Rows from a box-labeling dataset

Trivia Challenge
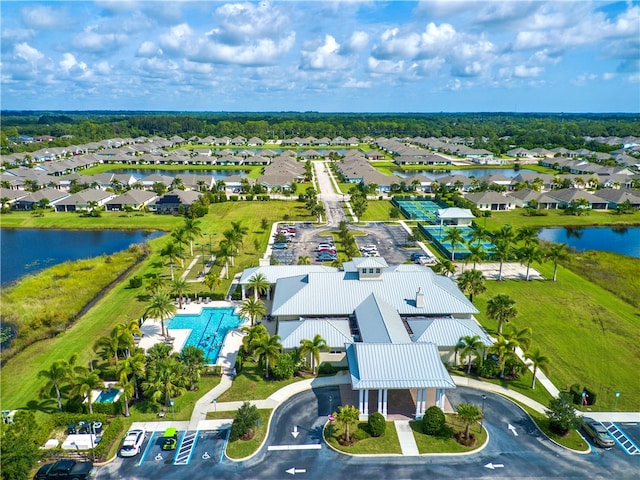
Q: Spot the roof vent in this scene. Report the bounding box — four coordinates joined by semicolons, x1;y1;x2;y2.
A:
416;287;424;308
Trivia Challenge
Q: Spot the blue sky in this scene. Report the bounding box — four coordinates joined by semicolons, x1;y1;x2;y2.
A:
0;0;640;112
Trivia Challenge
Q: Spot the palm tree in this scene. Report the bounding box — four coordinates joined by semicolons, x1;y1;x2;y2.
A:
208;272;222;293
38;355;77;411
443;227;464;262
242;324;269;355
240;298;267;327
160;242;184;280
456;403;482;439
487;293;518;335
171;277;189;308
142;358;188;407
488;335;519;378
71;367;104;415
300;334;329;375
335;405;360;443
458;269;487;302
182;218;202;257
145;292;177;337
465;244;487;269
524;347;549;388
520;243;542;282
545;243;569;282
253;335;282;378
180;345;205;390
247;272;270;300
455;335;484;373
298;255;311;265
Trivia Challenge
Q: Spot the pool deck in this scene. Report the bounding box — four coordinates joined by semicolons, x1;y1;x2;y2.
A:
138;301;246;365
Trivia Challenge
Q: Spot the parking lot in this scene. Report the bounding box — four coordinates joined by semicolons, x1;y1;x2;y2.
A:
272;222;421;265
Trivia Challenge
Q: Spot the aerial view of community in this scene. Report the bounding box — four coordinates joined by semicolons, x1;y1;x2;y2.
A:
0;0;640;480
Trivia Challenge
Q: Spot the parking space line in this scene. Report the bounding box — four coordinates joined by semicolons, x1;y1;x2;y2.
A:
138;431;156;466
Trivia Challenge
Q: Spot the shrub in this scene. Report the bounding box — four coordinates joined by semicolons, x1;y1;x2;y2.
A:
368;412;387;437
422;405;446;435
229;402;260;442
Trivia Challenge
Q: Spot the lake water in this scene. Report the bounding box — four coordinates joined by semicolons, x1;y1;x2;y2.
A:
0;228;162;286
538;227;640;258
392;168;536;180
106;168;247;181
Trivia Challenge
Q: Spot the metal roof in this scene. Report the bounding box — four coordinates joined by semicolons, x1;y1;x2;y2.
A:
355;293;411;343
407;317;493;347
278;318;353;348
347;343;455;390
271;258;478;316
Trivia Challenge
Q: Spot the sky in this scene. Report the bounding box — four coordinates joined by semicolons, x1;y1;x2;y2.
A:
0;0;640;113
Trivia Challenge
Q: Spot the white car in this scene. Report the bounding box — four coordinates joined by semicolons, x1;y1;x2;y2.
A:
120;429;147;457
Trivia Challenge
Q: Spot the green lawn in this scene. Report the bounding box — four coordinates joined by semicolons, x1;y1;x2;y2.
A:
474;265;640;411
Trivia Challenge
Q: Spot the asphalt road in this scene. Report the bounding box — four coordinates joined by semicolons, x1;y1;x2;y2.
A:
95;387;640;480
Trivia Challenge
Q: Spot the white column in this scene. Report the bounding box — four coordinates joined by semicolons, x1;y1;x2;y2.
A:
382;388;389;418
363;390;369;416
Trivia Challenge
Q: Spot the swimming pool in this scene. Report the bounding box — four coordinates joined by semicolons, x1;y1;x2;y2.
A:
167;307;243;364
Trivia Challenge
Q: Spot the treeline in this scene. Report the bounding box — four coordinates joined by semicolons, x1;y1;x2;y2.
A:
1;111;640;154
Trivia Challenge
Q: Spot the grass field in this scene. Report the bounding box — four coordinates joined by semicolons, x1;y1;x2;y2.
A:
474;265;640;411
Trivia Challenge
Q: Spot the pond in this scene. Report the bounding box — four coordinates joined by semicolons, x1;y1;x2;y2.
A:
538;227;640;258
0;229;163;286
392;168;536;180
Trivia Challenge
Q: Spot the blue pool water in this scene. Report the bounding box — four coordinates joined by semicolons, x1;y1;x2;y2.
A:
95;388;120;403
167;308;243;364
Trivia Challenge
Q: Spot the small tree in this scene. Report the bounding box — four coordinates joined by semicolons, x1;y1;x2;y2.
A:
545;392;580;435
422;405;446;435
367;412;387;437
229;402;260;442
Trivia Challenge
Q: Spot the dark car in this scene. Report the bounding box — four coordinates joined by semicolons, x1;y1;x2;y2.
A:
582;417;614;448
33;460;93;480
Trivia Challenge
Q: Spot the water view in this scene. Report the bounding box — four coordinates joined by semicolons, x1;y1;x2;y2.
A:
392;168;536;180
0;229;162;286
538;227;640;258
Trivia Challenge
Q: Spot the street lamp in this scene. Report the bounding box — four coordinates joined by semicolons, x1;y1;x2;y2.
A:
480;394;487;430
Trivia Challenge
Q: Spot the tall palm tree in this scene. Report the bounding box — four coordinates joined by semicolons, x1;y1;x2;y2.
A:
247;272;270;300
180;345;205;390
300;334;329;375
171;277;189;308
38;356;75;411
145;292;177;337
182;218;202;257
488;335;519;378
519;243;543;282
160;242;184;280
524;347;550;388
456;403;482;439
545;243;569;282
253;335;282;378
240;298;267;327
458;269;487;302
455;335;484;373
443;227;464;262
487;293;518;335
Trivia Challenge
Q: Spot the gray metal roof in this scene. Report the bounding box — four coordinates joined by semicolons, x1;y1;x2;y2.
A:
278;318;353;348
347;343;455;390
355;293;411;343
407;317;493;347
271;265;478;316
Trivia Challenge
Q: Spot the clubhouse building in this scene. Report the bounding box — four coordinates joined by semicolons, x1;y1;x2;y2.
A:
240;257;492;419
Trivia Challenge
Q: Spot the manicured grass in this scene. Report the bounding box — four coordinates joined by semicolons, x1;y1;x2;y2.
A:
324;422;402;455
218;361;313;402
222;409;272;459
474;264;640;411
409;414;487;454
477;208;640;231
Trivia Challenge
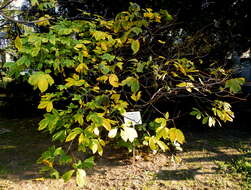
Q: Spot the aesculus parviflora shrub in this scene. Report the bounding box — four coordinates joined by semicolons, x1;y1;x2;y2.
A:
6;3;243;186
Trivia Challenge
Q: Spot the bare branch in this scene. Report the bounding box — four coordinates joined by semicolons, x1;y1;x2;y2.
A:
0;10;52;24
0;0;14;10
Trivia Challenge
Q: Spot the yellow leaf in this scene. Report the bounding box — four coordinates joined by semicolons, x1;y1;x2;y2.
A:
100;42;108;51
42;160;53;168
103;119;112;131
131;91;141;102
109;74;119;87
15;36;23;51
36;15;51;26
111;94;120;103
33;177;45;181
37;78;48;92
82;50;89;57
168;128;185;144
75;63;88;73
131;40;140;55
158;40;166;44
144;12;154;19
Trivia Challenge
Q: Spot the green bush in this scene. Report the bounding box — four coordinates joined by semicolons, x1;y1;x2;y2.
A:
5;3;244;186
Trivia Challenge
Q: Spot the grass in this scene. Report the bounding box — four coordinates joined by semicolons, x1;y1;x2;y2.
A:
0;119;251;190
217;146;251;190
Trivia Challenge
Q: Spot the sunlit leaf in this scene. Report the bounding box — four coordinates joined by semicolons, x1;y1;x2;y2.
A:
168;128;185;144
76;169;86;187
109;74;119;87
62;170;75;182
131;40;140;54
108;128;118;138
121;127;138;142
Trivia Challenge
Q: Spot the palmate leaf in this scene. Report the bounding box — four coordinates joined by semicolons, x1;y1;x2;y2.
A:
28;72;54;92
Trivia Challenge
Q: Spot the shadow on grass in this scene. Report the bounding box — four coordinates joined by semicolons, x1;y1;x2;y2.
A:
156;124;251;180
0;119;50;179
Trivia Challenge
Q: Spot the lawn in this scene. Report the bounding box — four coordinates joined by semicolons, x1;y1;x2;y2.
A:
0;118;251;190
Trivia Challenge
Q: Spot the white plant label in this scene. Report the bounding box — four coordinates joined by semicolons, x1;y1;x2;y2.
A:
123;111;142;126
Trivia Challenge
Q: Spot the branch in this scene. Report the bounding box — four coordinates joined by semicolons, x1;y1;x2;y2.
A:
0;0;14;10
0;10;52;24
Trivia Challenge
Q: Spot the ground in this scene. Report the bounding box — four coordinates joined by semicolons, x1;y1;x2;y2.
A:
0;119;251;190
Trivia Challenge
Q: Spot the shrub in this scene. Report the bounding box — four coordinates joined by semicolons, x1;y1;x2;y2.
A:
3;3;243;186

• DIRECTIONS FOR THIS TASK:
Report every line in the entries above that contains the string "metal", matching case exactly.

• PROBLEM SOLUTION:
Q: Spot the metal roof in this scene. Report the bounding box — four coordinates joined by semicolons, x1;y1;x2;y2.
Q: Spot the gray metal roof in this scene. Report the bounding box — four coordinates joined by semicolons, x1;y1;x2;y2.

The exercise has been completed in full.